● Task requirements
a) In the article about rejected Texas mail-in ballots, how many ballots were thrown out in Harris County?
b) Write the next few sentences of the article about rejected Texas mail-in ballots, picking up right after its final sentence.
** begin Source passage **
At least 18,000 Texas mail-in votes were rejected in the first election under new GOP voting rules

The GOP voter suppression bill is working. I could have voted using a mail in ballot in 2020 and did not. I did not trust the new law and refrained from using vote by mail for the primary and will not consider vote by mail for the general election




Thousands of Texans who attempted to vote by mail in the March primary were disenfranchised in the state's first election conducted under a new Republican voting law. The state’s largest counties saw a significant spike in the rates of rejected mail-in ballots, most because they did not meet the new, stricter ID requirements.

Local ballot review boards met this week to finalize mail-in ballot rejections, throwing out 18,742 mail-in ballots in just 16 of the state’s 20 counties with the most registered voters. That includes Harris County, the state's largest county, where 6,919 ballots were scrapped — all but 31 of them because of the new ID requirements. The final statewide count for rejected ballots is still unknown; counties are still reporting numbers to the Texas secretary of state’s office.
** end Source passage **
** begin Dataset content **
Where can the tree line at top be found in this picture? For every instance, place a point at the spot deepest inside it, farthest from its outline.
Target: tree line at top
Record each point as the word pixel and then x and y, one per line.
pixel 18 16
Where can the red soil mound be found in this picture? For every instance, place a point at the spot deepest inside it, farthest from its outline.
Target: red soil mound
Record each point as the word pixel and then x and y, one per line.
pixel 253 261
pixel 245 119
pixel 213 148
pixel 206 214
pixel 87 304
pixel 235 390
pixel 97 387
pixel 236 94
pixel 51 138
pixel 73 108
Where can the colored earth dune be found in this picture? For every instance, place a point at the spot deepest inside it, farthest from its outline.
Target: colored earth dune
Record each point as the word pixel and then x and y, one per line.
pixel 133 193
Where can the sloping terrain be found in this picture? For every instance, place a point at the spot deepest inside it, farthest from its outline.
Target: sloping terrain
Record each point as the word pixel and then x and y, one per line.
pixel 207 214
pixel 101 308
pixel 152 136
** end Dataset content **
** begin Dataset content **
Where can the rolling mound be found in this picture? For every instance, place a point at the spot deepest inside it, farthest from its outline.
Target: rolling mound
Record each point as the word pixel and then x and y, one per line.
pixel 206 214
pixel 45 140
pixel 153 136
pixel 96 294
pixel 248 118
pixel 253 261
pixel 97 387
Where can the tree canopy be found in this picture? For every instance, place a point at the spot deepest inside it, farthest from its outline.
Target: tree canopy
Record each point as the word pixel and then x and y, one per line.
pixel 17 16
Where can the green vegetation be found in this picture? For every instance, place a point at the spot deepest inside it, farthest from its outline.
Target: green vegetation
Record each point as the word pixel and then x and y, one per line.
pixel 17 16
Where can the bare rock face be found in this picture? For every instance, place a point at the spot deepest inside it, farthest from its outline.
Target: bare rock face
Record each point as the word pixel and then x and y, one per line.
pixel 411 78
** end Dataset content **
** begin Dataset content **
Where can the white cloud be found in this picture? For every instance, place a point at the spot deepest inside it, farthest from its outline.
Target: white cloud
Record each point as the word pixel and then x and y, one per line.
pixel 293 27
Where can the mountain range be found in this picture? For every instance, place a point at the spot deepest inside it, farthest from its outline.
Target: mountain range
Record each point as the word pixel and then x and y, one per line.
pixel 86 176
** end Dataset content **
● Answers to the problems
a) 6,919

b)
The rates of rejections range from 6% to nearly 22% in Bexar County, where almost 4,000 of the more than 18,000 people who returned mail-in ballots saw their votes discarded. In most cases, ballots were rejected for failing to comply with tighter voting rules enacted by Republicans last year that require voters to provide their driver’s license number or a partial Social Security number to vote by mail, according to rejection data collected by The Texas Tribune. A few counties’ rejection rates also included ballots that arrived past the voting deadline, but problems with the new ID requirements were the overwhelming cause for not accepting votes.

The impact of the ID requirements was particularly pronounced in several larger counties, including Harris and Bexar. Votes lost to the ID rules accounted for 99.6% of rejections in Harris County, which reported an overall rejection rate of roughly 19% among ballots that were received in time. By contrast, the county's rejection rate in the 2018 primary was .3%.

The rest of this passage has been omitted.